> [Énoncé écrit 1] Dans l'article ci-dessous sur l'éditorial paresseux, résumez en deux phrases au plus le paragraphe qui commence par « Sur le fond, il s'agit de s'emporter ».

> [Extrait du document]

==============================

Enfin la recette pour écrire un éditorial paresseux “à la française” | Think outside the Box | Scoop.it

Rédiger un éditorial engagé, dans un journal, c’est assez simple. Il suffit d’appliquer une recette éprouvée, rendue ici publique pour la première fois de l’histoire de la presse.

Sur le fond, il s’agit de s’emporter — mais pour défendre le plus souvent une thèse parfaitement consensuelle. S’insurger pour la défense de la liberté, contre les louvoiements d’un gouvernement, contre l’inaction de l’Europe face à un bain de sang, contre le FN… Ce qui compte c’est de marquer l’indignation, en puisant dans le champ lexical de celle-ci.

 

Mots utiles :

-lâchetés (variante : « petites lâchetés »)
-lamentable
-indigne
-pleutrerie
-Munichois
-honte
-complicité
-camouflet
-intolérable
-bêtise (variante : bêtise crasse, bêtise insigne)
-injustice
-irresponsable

Exemple :

«Il est des situations d’injustice face auxquelles le silence est synonyme de lâcheté, l’inaction synonyme d’intolérables complicités.»

Il est toujours bon, pour faire briller l’indignation, de dénoncer l’archaïsme. Pointez les “dogmes”, méprisez la “doxa” ou le “prêt-à-penser”, moquez les comportements “moutonniers” et prenez de haut les analyses “d’un autre temps”.

Ceux que vous dénoncez appartiennent forcément à la sphère de la foi, pas celle de la raison. Ce sont “les croisés de”, les « fanatiques du, les “exaltés des”…

Vous, vous êtes du côté de la sagesse et de la modernité. Vous vanterez donc les actions “pragmatiques” et les mesures “constructives” ainsi que le travail de “long terme”.

Ce qui est important c’est de laisser de l’espoir au lecteur en fin d’édito :

“Une autre voie reste cependant possible.”

Pour l’éditorialiste, le monde est assez simple : chaque problème vient de “’impuissance” des politiques (voire de leur “impéritie”) mais peut se résoudre pour autant qu’il y ait “une volonté politique”.

Voilà pour le fond. Sur la forme, l’édito doit avoir du souffle. Ne lésinez pas sur les mots béquilles pour le relancer (“Las”, “Car enfin”, “Allons donc”, etc.) Et voici quelques autres trucs utiles pour réussir un éditorial paresseux à la française.

==============================

> [Données extraites]
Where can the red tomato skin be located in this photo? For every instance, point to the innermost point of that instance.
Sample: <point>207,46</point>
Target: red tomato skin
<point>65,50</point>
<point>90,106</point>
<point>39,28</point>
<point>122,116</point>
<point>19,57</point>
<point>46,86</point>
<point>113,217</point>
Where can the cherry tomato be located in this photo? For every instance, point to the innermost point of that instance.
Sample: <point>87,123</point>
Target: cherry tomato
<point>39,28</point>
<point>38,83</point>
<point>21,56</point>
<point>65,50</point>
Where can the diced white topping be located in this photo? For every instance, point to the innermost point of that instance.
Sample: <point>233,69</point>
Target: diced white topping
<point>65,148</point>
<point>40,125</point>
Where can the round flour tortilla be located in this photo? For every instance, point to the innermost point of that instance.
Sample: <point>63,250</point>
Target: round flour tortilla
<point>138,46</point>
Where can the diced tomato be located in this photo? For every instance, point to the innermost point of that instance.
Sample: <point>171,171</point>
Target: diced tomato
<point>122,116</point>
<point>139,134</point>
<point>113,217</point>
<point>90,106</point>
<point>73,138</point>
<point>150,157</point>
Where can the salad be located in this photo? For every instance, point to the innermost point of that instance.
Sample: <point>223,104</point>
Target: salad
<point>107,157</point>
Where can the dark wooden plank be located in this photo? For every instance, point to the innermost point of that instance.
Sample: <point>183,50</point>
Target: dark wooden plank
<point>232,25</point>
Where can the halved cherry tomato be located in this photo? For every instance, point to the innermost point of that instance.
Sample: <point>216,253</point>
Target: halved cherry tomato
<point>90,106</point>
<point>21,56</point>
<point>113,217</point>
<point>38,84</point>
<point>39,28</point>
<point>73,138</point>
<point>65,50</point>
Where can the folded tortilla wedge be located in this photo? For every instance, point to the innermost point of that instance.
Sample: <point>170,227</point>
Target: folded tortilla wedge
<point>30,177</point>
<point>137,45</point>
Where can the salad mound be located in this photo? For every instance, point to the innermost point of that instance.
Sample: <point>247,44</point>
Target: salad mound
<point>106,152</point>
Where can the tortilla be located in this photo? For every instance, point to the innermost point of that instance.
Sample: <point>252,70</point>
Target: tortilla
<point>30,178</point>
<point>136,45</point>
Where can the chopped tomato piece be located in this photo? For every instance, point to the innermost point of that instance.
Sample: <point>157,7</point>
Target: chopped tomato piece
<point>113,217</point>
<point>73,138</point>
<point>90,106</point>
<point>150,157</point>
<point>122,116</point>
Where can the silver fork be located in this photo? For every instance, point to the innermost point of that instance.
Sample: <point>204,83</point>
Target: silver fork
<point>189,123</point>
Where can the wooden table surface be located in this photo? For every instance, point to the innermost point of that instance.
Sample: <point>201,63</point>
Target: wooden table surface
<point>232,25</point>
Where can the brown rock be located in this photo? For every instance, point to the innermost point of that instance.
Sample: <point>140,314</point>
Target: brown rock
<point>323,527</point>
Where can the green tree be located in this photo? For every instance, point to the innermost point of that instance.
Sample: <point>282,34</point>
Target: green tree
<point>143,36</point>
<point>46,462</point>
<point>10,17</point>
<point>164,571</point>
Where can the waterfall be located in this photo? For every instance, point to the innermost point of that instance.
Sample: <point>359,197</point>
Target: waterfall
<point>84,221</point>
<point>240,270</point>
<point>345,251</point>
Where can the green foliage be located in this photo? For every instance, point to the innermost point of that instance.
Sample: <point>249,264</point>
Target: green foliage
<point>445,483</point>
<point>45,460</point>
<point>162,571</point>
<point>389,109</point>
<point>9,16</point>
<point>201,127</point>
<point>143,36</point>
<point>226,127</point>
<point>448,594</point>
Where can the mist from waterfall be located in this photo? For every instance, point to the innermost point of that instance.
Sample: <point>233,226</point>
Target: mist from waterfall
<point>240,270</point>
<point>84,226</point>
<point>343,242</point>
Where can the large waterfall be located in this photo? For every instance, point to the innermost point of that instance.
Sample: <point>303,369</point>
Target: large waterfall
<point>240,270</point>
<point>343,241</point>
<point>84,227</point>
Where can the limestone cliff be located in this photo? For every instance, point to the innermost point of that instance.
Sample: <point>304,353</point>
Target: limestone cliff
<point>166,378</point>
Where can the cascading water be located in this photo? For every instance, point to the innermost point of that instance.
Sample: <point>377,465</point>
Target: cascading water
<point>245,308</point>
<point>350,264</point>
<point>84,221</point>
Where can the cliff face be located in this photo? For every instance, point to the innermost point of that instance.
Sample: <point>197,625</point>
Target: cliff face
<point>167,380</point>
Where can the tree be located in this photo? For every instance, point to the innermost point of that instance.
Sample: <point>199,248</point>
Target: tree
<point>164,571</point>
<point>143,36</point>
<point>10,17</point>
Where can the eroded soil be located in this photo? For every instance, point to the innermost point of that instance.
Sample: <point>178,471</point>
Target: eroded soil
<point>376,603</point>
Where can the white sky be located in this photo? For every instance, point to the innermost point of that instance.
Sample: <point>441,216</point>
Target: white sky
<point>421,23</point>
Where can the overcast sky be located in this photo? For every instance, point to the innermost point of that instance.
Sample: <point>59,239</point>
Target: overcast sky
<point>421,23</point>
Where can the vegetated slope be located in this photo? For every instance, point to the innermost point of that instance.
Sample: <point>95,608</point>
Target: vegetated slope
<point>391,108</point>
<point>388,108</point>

==============================

> [Énoncé écrit 2] Transformez en tableau Markdown tout ce qui va, dans les enregistrements, de la ligne contenant « Where can the white » jusqu'à la fin des enregistrements, sans les lignes vides. Mettez le numéro de rang dans une colonne « N° » et la ligne dans une colonne « Ligne ».

> [Solution rédigée 1] Sur le fond, l'éditorial engagé consiste à s'emporter, le plus souvent pour une thèse tout à fait consensuelle : défendre la liberté, ou s'insurger contre les louvoiements d'un gouvernement, l'inaction de l'Europe face à un bain de sang ou le FN. L'essentiel est de marquer l'indignation en puisant dans son champ lexical.

> [Solution rédigée 2]
| N° | Ligne |
|---|---|
| 1 | Where can the white sky be located in this photo? For every instance, point to the innermost point of that instance. |
| 2 | Sample: <point>441,216</point> |
| 3 | Target: white sky |
| 4 | <point>421,23</point> |
| 5 | Where can the overcast sky be located in this photo? For every instance, point to the innermost point of that instance. |
| 6 | Sample: <point>59,239</point> |
| 7 | Target: overcast sky |
| 8 | <point>421,23</point> |
| 9 | Where can the vegetated slope be located in this photo? For every instance, point to the innermost point of that instance. |
| 10 | Sample: <point>95,608</point> |
| 11 | Target: vegetated slope |
| 12 | <point>391,108</point> |
| 13 | <point>388,108</point> |